2012-16520. Self-Regulatory Organizations; International Securities Exchange, LLC; Notice of Filing and Immediate Effectiveness of Proposed Rule Change To Amend Fees for Certain Complex Orders Executed on the Exchange  

  • Start Preamble June 29, 2012.

    Pursuant to Section 19(b)(1) of the Securities Exchange Act of 1934 (the “Exchange Act”) [1] and Rule 19b-4 thereunder,[2] notice is hereby given that on June 21, 2012, the International Securities Exchange, LLC (the “Exchange” or the “ISE”) filed with the Securities and Exchange Commission (the “Commission”) the proposed rule change as described in Items I and II below, which Items have been prepared by the Exchange. The Commission is publishing this notice to solicit comments on the proposed rule change from interested persons.

    I. Self-Regulatory Organization's Statement of the Terms of Substance of the Proposed Rule Change

    The ISE proposes to amend fees for certain complex orders executed on the Exchange. The text of the proposed rule change is available on the Exchange's Web site (http://www.ise.com), at the principal office of the Exchange, and at the Commission's Public Reference Room.

    II. Self-Regulatory Organization's Statement of the Purpose of, and Statutory Basis for, the Proposed Rule Change

    In its filing with the Commission, the self-regulatory organization included statements concerning the purpose of, and basis for, the proposed rule change and discussed any comments it received on the proposed rule change. The text of these statements may be examined at the places specified in Item IV below. The self-regulatory organization has prepared summaries, set forth in sections A, B and C below, of the most significant aspects of such statements.

**Supplied data:**
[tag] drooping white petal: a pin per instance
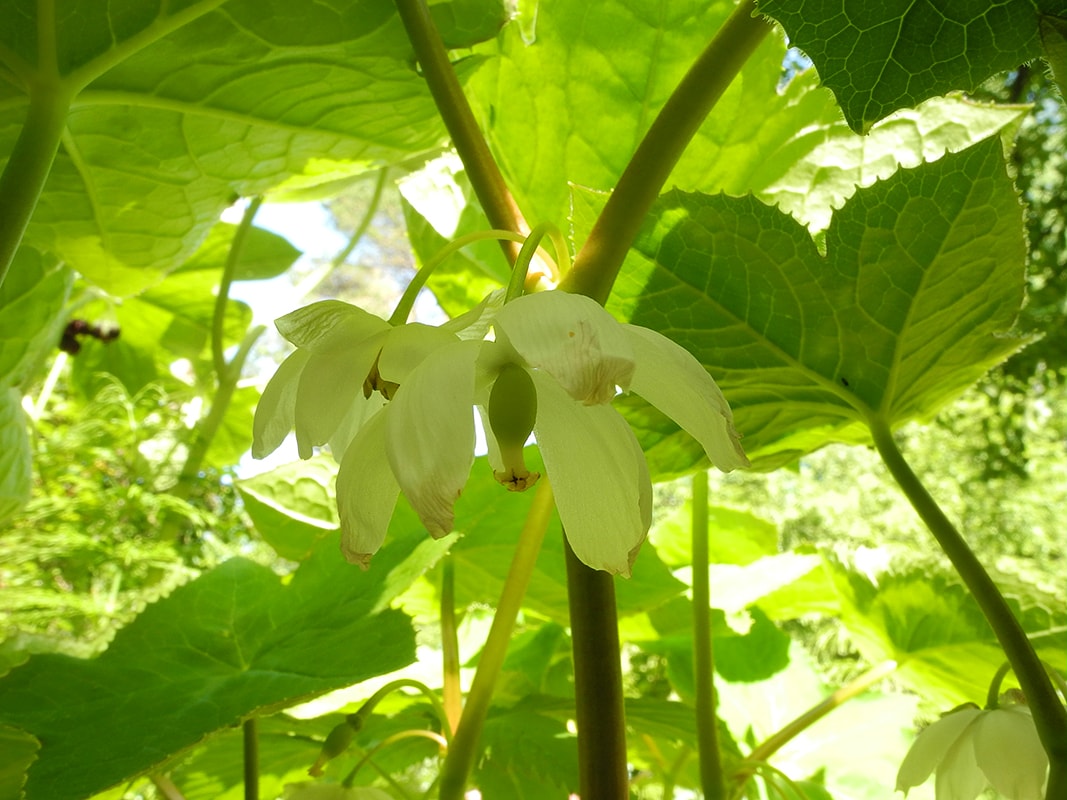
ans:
(274, 414)
(599, 477)
(407, 347)
(366, 492)
(958, 777)
(672, 380)
(430, 433)
(331, 383)
(321, 325)
(572, 338)
(1010, 754)
(930, 747)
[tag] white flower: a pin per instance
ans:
(347, 364)
(970, 749)
(309, 790)
(575, 357)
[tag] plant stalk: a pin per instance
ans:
(451, 693)
(463, 748)
(707, 733)
(598, 682)
(601, 257)
(251, 760)
(484, 175)
(27, 170)
(1050, 717)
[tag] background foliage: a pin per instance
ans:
(156, 595)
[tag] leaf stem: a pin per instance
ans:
(854, 688)
(228, 270)
(364, 225)
(1050, 717)
(356, 719)
(707, 736)
(601, 257)
(598, 682)
(407, 302)
(484, 175)
(208, 427)
(451, 692)
(31, 160)
(165, 787)
(251, 758)
(464, 744)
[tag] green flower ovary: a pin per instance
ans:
(512, 411)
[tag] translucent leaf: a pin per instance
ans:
(884, 57)
(921, 281)
(235, 642)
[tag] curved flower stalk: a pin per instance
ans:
(347, 364)
(556, 363)
(969, 749)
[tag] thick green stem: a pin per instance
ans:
(1049, 713)
(31, 160)
(600, 259)
(450, 691)
(222, 299)
(484, 175)
(598, 682)
(464, 744)
(707, 732)
(208, 427)
(251, 760)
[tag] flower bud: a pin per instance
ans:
(336, 744)
(512, 411)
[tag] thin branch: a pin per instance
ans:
(484, 175)
(598, 682)
(1050, 717)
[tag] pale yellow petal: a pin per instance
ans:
(599, 478)
(573, 339)
(431, 433)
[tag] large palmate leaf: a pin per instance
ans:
(921, 278)
(887, 56)
(568, 111)
(926, 622)
(178, 108)
(235, 642)
(490, 520)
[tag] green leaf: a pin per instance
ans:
(439, 206)
(736, 537)
(884, 57)
(179, 107)
(528, 756)
(570, 109)
(750, 649)
(31, 314)
(292, 506)
(921, 280)
(15, 465)
(490, 520)
(235, 642)
(17, 752)
(530, 656)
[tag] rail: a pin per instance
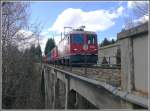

**Problems:**
• a. Copy out everything from "The ISE proposes" down to "of such statements." in the notice above.
• b. Using the notice above, answer these questions:
(i) On what date did the International Securities Exchange file the proposed rule change with the Commission?
(ii) What does the ISE propose to amend?
(iii) In which sections are the summaries prepared by the self-regulatory organization set forth?

**The replies:**
• a.
The ISE proposes to amend fees for certain complex orders executed on the Exchange. The text of the proposed rule change is available on the Exchange's Web site (http://www.ise.com), at the principal office of the Exchange, and at the Commission's Public Reference Room.

    II. Self-Regulatory Organization's Statement of the Purpose of, and Statutory Basis for, the Proposed Rule Change

    In its filing with the Commission, the self-regulatory organization included statements concerning the purpose of, and basis for, the proposed rule change and discussed any comments it received on the proposed rule change. The text of these statements may be examined at the places specified in Item IV below. The self-regulatory organization has prepared summaries, set forth in sections A, B and C below, of the most significant aspects of such statements.

• b.
(i) June 21, 2012
(ii) Fees for certain complex orders executed on the Exchange
(iii) Sections A, B and C